THE TASK
Rewrite every line of the records below as a numbered list, skipping any blank lines.
* Start *
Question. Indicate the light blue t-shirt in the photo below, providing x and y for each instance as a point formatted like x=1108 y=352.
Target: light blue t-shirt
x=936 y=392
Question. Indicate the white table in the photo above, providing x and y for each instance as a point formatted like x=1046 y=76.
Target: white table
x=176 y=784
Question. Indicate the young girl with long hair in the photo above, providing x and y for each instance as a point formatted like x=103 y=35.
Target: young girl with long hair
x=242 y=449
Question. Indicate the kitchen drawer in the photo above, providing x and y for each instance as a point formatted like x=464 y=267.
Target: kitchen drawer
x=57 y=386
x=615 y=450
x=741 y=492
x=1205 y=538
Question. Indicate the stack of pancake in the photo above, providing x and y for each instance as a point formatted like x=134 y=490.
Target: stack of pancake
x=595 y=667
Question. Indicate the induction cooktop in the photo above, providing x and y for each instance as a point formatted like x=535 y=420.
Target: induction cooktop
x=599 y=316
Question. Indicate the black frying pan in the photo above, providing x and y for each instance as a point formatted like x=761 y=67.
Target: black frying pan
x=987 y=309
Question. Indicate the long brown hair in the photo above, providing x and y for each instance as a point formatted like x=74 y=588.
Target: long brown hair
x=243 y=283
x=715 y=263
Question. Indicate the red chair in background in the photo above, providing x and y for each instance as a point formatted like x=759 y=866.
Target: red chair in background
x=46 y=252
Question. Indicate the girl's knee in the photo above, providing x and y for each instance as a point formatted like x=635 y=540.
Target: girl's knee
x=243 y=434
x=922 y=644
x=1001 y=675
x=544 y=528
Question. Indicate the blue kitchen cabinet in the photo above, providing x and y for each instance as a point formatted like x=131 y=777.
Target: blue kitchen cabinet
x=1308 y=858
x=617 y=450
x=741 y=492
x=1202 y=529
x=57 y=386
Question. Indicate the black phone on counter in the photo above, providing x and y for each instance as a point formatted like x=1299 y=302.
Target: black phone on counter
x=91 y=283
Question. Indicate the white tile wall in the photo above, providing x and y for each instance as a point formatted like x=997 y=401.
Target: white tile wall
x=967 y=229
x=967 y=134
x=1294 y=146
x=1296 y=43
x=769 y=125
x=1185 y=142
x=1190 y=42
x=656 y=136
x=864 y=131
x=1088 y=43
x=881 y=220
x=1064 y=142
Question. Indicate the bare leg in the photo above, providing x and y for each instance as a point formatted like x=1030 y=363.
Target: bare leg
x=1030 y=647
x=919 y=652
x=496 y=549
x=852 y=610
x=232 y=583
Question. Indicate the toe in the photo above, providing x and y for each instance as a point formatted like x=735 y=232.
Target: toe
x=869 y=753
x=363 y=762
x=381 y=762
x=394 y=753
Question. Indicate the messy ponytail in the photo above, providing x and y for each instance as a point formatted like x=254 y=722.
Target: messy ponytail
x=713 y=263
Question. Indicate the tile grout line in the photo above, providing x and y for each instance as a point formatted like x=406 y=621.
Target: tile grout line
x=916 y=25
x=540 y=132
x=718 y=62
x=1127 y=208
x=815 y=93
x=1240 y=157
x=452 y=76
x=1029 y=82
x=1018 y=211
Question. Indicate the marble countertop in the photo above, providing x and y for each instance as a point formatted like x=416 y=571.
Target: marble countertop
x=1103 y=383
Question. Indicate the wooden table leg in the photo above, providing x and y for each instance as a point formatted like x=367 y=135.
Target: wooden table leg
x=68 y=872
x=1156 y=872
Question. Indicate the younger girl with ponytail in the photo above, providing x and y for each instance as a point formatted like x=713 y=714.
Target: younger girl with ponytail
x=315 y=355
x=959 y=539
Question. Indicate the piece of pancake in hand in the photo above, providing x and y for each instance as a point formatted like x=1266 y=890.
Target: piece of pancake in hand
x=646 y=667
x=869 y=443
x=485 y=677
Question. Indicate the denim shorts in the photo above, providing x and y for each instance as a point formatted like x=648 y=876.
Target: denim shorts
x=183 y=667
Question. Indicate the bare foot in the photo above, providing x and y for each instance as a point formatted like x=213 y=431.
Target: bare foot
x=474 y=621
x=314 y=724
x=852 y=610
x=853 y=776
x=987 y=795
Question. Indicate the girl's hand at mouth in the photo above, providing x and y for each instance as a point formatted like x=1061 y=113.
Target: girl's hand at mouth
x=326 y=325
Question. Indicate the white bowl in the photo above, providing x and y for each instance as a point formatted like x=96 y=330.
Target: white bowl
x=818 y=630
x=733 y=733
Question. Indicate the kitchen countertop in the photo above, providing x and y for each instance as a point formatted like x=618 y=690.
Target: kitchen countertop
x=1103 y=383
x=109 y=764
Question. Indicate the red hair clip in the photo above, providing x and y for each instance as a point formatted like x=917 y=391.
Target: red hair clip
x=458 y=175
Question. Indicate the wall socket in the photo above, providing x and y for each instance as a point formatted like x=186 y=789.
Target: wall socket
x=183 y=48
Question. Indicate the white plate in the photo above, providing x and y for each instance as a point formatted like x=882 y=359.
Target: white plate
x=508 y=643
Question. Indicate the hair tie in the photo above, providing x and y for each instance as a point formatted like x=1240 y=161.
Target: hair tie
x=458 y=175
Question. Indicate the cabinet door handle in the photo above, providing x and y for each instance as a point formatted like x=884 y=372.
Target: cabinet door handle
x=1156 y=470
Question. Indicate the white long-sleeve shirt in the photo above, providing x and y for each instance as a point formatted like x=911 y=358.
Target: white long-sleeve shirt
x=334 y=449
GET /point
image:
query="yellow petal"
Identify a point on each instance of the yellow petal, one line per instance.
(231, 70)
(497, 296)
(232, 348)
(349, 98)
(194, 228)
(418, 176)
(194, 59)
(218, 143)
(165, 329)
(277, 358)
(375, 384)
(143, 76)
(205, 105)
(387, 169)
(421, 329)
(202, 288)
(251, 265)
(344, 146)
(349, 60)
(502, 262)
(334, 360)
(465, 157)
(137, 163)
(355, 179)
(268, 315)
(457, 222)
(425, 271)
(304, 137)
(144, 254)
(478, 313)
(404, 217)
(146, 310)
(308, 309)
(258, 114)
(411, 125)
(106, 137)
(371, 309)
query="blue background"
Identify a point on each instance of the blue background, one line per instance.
* End *
SOLUTION
1. Question. Indicate the light blue t-shirt in the photo below, providing x and y for each instance as a point formatted like x=1108 y=352.
2. Target: light blue t-shirt
3. x=936 y=392
4. Question. Indicate the white table in the photo above, providing x and y for each instance as a point formatted like x=1046 y=76.
5. Target: white table
6. x=176 y=784
7. Question. Indicate the young girl with long hair in the photo above, providing x and y for each instance as a point formatted like x=103 y=35.
8. Target: young girl with long hair
9. x=242 y=449
10. Question. Indicate the kitchen drawer in the photo above, providing x and y for each instance as a point formatted like x=464 y=267.
11. Target: kitchen drawer
12. x=57 y=386
13. x=615 y=450
14. x=741 y=492
15. x=1205 y=538
16. Question. Indicate the stack of pancake in the photo above, providing x and y for each instance as a point formatted like x=134 y=490.
17. Target: stack of pancake
18. x=595 y=667
19. Question. Indicate the induction cooktop in the photo above, providing x and y for each instance as a point formatted like x=535 y=420.
20. Target: induction cooktop
21. x=599 y=316
22. Question. Indicate the black frying pan in the photo above, providing x and y for each instance as a point formatted like x=761 y=67.
23. Target: black frying pan
24. x=987 y=309
25. Question. Indicate the long brown hair in the photo above, providing x and y for each instance as a point formatted like x=74 y=588.
26. Target: long brown hair
27. x=243 y=283
28. x=715 y=263
29. Question. Indicate the red chair in background in the photo above, providing x and y for each instance as a point formatted like x=759 y=866.
30. Target: red chair in background
31. x=46 y=252
32. Question. Indicate the girl's knee in the photo above, providing x and y for each instance as a point formatted like x=635 y=540.
33. Target: girl's knee
34. x=243 y=434
35. x=922 y=644
36. x=1001 y=675
37. x=544 y=528
38. Question. Indicate the blue kitchen cabinet in the photo above, providing x and y for each instance as a point formatted like x=131 y=777.
39. Target: blue kitchen cabinet
40. x=1308 y=858
41. x=617 y=450
42. x=741 y=492
43. x=1202 y=529
44. x=57 y=386
45. Question. Indicate the black phone on counter in the photo above, providing x and y for each instance as a point formatted like x=1299 y=302.
46. Target: black phone on counter
47. x=91 y=283
48. Question. Indicate the white tile wall in the photo above, providing x and y for each instance as a point formatted like x=997 y=401.
49. Target: white tile wall
50. x=967 y=229
51. x=967 y=134
52. x=1294 y=146
53. x=1296 y=43
54. x=769 y=125
55. x=1185 y=142
56. x=1190 y=42
57. x=656 y=136
58. x=864 y=131
59. x=1088 y=43
60. x=881 y=220
61. x=1064 y=142
62. Question. Indicate the bare leg in the photo above, providing x and y for each instance as a point formatted like x=1030 y=363.
63. Target: bare leg
64. x=1030 y=647
65. x=919 y=652
66. x=496 y=549
67. x=852 y=610
68. x=232 y=583
69. Question. Indicate the toe in the photo above, providing x and y for each instance as a point formatted like x=735 y=232.
70. Target: toe
71. x=869 y=753
72. x=363 y=762
73. x=381 y=762
74. x=394 y=753
75. Question. Indicate the messy ponytail in the photo above, providing x and y for each instance as a point formatted like x=254 y=722.
76. Target: messy ponytail
77. x=713 y=263
78. Question. Indicate the tile grout line in the photo above, providing x and y for each instance as a point formatted like x=406 y=621.
79. Target: tile grout line
80. x=916 y=25
81. x=540 y=132
82. x=718 y=62
83. x=1127 y=208
84. x=815 y=93
85. x=1240 y=157
86. x=452 y=76
87. x=1029 y=82
88. x=1018 y=211
89. Question. Indicate the marble countertop in the photo above, providing x and y for each instance as a point formatted like x=416 y=571.
90. Target: marble countertop
91. x=1103 y=383
92. Question. Indicate the wooden table leg in the photo above, providing x and y for each instance as a point formatted like x=367 y=135.
93. Target: wooden table leg
94. x=68 y=872
95. x=1156 y=872
96. Question. Indicate the younger girl with ponytail in the photo above, providing x and y for each instance as a point formatted like x=713 y=714.
97. Target: younger girl with ponytail
98. x=315 y=355
99. x=959 y=539
100. Question. Indicate the piece of pancake in hand in the photo above, providing x and y for each instance as a point formatted like x=1266 y=890.
101. Target: piece of pancake in hand
102. x=646 y=667
103. x=869 y=443
104. x=485 y=677
105. Question. Indicate the denim shorts in the photo above, providing x and y for each instance as a point formatted like x=648 y=876.
106. Target: denim shorts
107. x=183 y=667
108. Question. Indicate the bare foot in the photo above, providing x and y for each instance as a point formatted like x=213 y=431.
109. Target: bare foot
110. x=474 y=621
111. x=314 y=724
112. x=852 y=610
113. x=853 y=776
114. x=987 y=795
115. Question. Indicate the girl's hand at mouth in the photo above, providing x and y for each instance as a point formatted like x=1061 y=113.
116. Target: girl's hand at mouth
117. x=326 y=325
118. Question. Indicate the white bowl in the photo above, providing x and y for each instance as a point formatted like x=96 y=330.
119. Target: white bowl
120. x=818 y=630
121. x=733 y=733
122. Question. Indicate the kitchen countertop in the photo above, providing x and y for each instance as a point formatted like x=618 y=690.
123. Target: kitchen countertop
124. x=1103 y=383
125. x=109 y=764
126. Question. Indicate the red hair clip in the photo above, providing x and y for each instance as a point formatted like x=917 y=391.
127. Target: red hair clip
128. x=458 y=175
129. Question. Indicate the wall socket in the photo above, providing x and y for each instance as a point formatted like x=186 y=789.
130. Target: wall socket
131. x=183 y=48
132. Question. Indicate the white plate in the photo above, providing x and y for each instance as a point formatted like x=882 y=359.
133. Target: white plate
134. x=508 y=643
135. Question. Indicate the hair tie in the photo above, providing x and y for each instance as a point formatted like x=1240 y=161.
136. Target: hair tie
137. x=458 y=175
138. Question. Indicate the cabinet door handle in the photo above, providing x and y for each instance as a point formatted like x=884 y=372.
139. Target: cabinet door handle
140. x=1156 y=470
141. Question. Indicate the white long-sleeve shirt in the photo above, providing x and y for each instance as a point formatted like x=911 y=358.
142. Target: white long-sleeve shirt
143. x=334 y=449
144. GET /point
145. image:
146. query="yellow petal"
147. Identify a point on each instance of the yellow petal, one line per instance.
148. (231, 70)
149. (497, 296)
150. (232, 348)
151. (349, 98)
152. (194, 228)
153. (418, 176)
154. (194, 59)
155. (218, 143)
156. (165, 329)
157. (277, 358)
158. (375, 384)
159. (143, 76)
160. (205, 105)
161. (387, 169)
162. (421, 329)
163. (202, 288)
164. (251, 265)
165. (344, 146)
166. (349, 60)
167. (502, 262)
168. (334, 360)
169. (465, 157)
170. (137, 163)
171. (355, 179)
172. (268, 315)
173. (457, 222)
174. (425, 271)
175. (304, 137)
176. (144, 254)
177. (478, 313)
178. (404, 217)
179. (146, 310)
180. (308, 309)
181. (258, 114)
182. (411, 125)
183. (106, 137)
184. (371, 309)
185. query="blue background"
186. Identify a point on each instance of the blue background, one line per instance.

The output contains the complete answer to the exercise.